| Problem details |
Lines from the one with "Locate the purple" through the end of the listing below should be set down exactly, with no other line included.

| Materials provided |
>>>

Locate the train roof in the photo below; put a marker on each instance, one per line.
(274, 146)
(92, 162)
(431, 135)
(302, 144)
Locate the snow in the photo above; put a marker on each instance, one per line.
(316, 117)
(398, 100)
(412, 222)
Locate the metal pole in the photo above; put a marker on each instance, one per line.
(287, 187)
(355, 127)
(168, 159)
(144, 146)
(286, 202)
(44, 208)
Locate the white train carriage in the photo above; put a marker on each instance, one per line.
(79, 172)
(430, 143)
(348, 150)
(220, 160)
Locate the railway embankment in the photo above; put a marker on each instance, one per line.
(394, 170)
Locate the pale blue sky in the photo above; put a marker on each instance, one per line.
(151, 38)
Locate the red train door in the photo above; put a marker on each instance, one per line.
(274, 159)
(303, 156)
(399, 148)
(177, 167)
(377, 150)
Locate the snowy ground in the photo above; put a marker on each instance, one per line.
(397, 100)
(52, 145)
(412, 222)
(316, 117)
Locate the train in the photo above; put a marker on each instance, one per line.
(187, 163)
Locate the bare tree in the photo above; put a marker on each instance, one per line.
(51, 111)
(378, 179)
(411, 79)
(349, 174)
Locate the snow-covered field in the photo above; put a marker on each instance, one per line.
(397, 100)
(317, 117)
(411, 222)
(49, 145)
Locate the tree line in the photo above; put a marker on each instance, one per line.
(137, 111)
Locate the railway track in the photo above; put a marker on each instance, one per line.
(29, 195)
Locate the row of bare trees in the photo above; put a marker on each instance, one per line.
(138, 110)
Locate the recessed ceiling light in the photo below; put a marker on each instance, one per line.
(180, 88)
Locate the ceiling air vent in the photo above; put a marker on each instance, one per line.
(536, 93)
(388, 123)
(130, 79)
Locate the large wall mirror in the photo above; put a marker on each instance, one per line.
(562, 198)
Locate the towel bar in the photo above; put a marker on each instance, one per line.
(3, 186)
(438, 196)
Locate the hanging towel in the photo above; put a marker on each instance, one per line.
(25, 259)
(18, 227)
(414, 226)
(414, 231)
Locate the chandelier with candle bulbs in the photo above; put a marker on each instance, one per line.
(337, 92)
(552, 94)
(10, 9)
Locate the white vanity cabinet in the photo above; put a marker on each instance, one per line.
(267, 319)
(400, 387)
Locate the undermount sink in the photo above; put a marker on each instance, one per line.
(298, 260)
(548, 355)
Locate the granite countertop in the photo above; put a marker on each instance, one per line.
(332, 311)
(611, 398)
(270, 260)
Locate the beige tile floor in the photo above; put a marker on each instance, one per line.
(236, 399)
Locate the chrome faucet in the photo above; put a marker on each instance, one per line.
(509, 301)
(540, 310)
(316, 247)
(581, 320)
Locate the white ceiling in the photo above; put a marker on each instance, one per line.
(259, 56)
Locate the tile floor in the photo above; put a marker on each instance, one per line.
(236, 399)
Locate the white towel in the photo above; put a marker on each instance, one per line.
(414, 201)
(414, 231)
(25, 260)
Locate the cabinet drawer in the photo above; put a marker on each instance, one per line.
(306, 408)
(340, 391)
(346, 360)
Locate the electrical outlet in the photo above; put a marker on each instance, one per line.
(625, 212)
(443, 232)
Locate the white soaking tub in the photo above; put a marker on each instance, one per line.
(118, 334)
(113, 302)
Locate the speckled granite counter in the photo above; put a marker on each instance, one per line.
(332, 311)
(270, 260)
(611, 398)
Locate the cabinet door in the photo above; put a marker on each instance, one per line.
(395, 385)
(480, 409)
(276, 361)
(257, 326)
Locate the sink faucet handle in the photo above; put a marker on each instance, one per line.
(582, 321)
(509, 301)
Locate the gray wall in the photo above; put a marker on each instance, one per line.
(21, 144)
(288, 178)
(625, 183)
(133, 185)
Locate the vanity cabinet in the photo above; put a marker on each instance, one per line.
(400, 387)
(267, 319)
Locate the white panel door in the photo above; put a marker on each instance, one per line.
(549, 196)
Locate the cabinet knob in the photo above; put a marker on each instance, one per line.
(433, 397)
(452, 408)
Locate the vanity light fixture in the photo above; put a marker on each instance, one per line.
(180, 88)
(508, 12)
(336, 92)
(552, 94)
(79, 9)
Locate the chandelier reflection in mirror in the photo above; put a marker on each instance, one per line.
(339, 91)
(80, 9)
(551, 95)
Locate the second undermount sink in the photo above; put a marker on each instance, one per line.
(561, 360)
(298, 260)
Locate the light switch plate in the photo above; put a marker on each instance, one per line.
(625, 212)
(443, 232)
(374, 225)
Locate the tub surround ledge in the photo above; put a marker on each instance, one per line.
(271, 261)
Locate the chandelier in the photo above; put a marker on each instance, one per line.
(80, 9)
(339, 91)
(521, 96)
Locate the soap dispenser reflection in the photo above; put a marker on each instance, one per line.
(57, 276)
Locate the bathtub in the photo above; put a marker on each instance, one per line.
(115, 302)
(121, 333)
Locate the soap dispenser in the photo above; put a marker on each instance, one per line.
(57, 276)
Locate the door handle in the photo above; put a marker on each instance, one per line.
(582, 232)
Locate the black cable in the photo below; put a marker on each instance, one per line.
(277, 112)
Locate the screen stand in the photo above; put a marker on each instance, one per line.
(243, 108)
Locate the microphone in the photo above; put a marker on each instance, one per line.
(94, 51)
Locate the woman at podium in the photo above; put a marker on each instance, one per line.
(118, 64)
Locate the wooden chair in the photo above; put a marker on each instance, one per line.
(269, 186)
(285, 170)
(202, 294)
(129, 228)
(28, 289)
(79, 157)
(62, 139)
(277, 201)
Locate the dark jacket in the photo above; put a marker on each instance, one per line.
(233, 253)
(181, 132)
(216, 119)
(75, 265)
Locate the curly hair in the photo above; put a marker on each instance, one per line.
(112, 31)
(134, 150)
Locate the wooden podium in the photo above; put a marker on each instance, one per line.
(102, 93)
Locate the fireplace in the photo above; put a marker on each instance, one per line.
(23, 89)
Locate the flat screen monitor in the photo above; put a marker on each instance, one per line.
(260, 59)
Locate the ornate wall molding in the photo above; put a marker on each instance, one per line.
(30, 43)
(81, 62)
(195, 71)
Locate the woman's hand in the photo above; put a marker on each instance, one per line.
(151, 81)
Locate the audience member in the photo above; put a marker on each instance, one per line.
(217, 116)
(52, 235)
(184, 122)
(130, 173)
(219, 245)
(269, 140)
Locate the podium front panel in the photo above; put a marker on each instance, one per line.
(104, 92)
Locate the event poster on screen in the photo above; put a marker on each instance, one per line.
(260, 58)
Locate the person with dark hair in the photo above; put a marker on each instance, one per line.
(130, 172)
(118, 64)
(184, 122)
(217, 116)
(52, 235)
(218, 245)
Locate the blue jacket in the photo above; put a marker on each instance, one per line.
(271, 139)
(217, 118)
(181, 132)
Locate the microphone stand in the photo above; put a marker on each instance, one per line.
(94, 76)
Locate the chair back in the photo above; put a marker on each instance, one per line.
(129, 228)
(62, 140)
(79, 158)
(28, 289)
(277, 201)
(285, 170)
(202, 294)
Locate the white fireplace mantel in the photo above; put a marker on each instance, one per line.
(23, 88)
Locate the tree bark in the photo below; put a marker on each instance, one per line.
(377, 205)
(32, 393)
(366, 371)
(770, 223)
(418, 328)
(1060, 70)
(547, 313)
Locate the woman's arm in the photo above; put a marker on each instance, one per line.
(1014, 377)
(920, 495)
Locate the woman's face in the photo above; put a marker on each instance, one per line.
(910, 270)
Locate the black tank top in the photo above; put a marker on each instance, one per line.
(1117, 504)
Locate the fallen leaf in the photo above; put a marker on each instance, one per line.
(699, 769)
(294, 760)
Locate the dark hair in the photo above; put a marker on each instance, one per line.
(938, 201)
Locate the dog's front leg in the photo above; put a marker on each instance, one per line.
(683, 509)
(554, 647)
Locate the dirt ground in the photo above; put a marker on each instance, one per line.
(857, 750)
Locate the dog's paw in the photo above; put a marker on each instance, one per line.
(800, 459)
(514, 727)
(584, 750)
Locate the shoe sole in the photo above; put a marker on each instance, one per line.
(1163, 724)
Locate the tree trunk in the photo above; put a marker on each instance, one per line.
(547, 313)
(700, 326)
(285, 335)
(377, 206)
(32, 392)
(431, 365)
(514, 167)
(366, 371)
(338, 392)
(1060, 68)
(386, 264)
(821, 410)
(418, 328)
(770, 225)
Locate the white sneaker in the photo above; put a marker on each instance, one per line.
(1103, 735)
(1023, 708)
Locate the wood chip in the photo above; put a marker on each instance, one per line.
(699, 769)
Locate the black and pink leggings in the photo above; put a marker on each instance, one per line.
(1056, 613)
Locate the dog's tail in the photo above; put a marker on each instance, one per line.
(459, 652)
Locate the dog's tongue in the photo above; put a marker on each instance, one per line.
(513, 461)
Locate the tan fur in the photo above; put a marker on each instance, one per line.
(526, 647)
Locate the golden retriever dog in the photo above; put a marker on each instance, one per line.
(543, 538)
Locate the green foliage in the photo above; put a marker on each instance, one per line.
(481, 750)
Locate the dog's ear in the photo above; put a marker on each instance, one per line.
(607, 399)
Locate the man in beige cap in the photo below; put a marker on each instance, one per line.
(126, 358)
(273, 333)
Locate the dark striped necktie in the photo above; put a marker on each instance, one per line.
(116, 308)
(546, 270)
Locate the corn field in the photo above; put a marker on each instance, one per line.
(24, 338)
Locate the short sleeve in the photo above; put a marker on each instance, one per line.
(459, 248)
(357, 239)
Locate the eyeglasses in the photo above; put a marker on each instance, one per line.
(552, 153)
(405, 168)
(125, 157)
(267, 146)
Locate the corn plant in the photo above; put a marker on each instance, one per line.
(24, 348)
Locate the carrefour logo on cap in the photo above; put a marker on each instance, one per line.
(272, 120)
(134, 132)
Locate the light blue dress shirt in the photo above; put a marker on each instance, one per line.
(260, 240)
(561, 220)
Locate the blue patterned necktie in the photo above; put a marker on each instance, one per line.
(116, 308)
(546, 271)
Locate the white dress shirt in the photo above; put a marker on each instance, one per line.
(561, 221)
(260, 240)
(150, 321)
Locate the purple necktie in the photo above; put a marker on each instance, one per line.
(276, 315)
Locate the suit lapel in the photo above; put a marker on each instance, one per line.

<<<

| Answer for the task |
Locate the purple necktie in the photo above; put a marker on each instance, one per line.
(276, 315)
Locate the suit lapel in the photo above; put a marker on each instance, one per line.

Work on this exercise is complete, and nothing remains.